**ТЕКСТ ДОКУМЕНТА**
___

Oct 25, 2017 17:37
С миром руской словесности я познакомился очень рано, когда мне не изполнилось ещо и шести лет. Да и читать я научился рано. Лет в пять. Учился читать по букварю старшего брата. Но самой первой и любимой книгой моей была, как ни странно, Хрестоматия Руской Литературы - большой толстенный том светлого, почти белого, цвета, изданный в конце правления росийского криптоимператора - генералиссимуса Иосифа Сталина. Надо сказать, что Хрестоматия сия была издана, несмотря на её сугубо школьное предназначение, в превозходном переплёте, весьма акадэмично и солидно, в стиле ампир, который был характерен для сталинской эпохи. Содержанием книги являлись изключительно два века руской словесности - XVIII и XIX. Причом на титульном листе её красовался классический портрет Михайлы Васильевича Ломоносова. Здесь нужно заметить, что имперско-советская историко-литературная концепция считала основателем современной, самостоятельной и самобытной, руской литературы отнюдь не Александра Сергеевича Пушкина, а поэта Ломоносова. Но в ренегадские хрущовско-брежневские времена Михайла Васильевича да Гаврилу Романовича Державина резко понизили в статусе, обозвав их всего лишь предтечами блистательного Александра - солнца Руской Поэзии. Последнему дали высочайший титул Отца нашей национальной литературы, тем самым понизив и статус всей новой росийской словесности, ложно увеличив период её искательства, провинциального подражательства да ученичества в Западно-Европейской школе наук и искусств почти на целый век. Однако, в те ребяческие лета мои, когда я лелеял в маленьких ручонках своих внушительный хрестоматийный том, я не мог знать об этих коварных идеологических вывертах-загогулинах властьпредержащих инстанций.

___

**ЦЕЛЬ**
Допишите выше приведённые воспоминания о детской хрестоматии русской литературы, начав сразу после последнего предложения.

**ОТРЫВОК ИЗ ДАННЫХ**
___

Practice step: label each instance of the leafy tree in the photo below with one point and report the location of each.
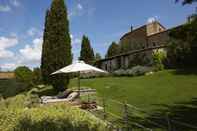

___

**ИТОГ**
Итак, на первых страницах замечательной Хрестоматии я, прежде всего, познакомился и подружился с великим Ломоносовым, весьма бойко читая его оды да отрывки из «Древней Росийской истории». Но где-то в середине книги я натыкался на Козьму Пруткова. Оды Михайлы Васильевича поражали меня своей торжественностью. Он не писал, а священодействовал. В своих детских жилах я ощущал необъяснимый трепет. Душа возпламенялась. Дух возпарялся. Эпичность поэзии Ломоносова делала окружающий мир величественным и объёмным, огромным и безконечным. «Открылась бездна звёзд полна. Звездам числа нет, бездне - дна». Те же ощущения я изпытал позже, после чтения руских народных старин или былин. Именно Ломоносов пробудил во мне первое и глубокое - патриотическое, национальное чувство. Но, что не менее важно, он разбудил во мне философа и метафизика, спровоцировал мой постоянный интерес к апофатической проблематике Ничто (Неизследимой Бездне, Тьме-Тиамат, по-немецки, Ungrund). Кстати, советский ДИАМАТ - это апофатическая криптометафизика ничевочества & ничевсёчества да и руского даосизма вообще, ведь понятие Материи в Диамате абсолютно абстрактное и безсодержательное - пустое. Материя в советском философском толковнике - это всего лишь инверсия Ungrund или даосской Пустоты с семенами всех вещей.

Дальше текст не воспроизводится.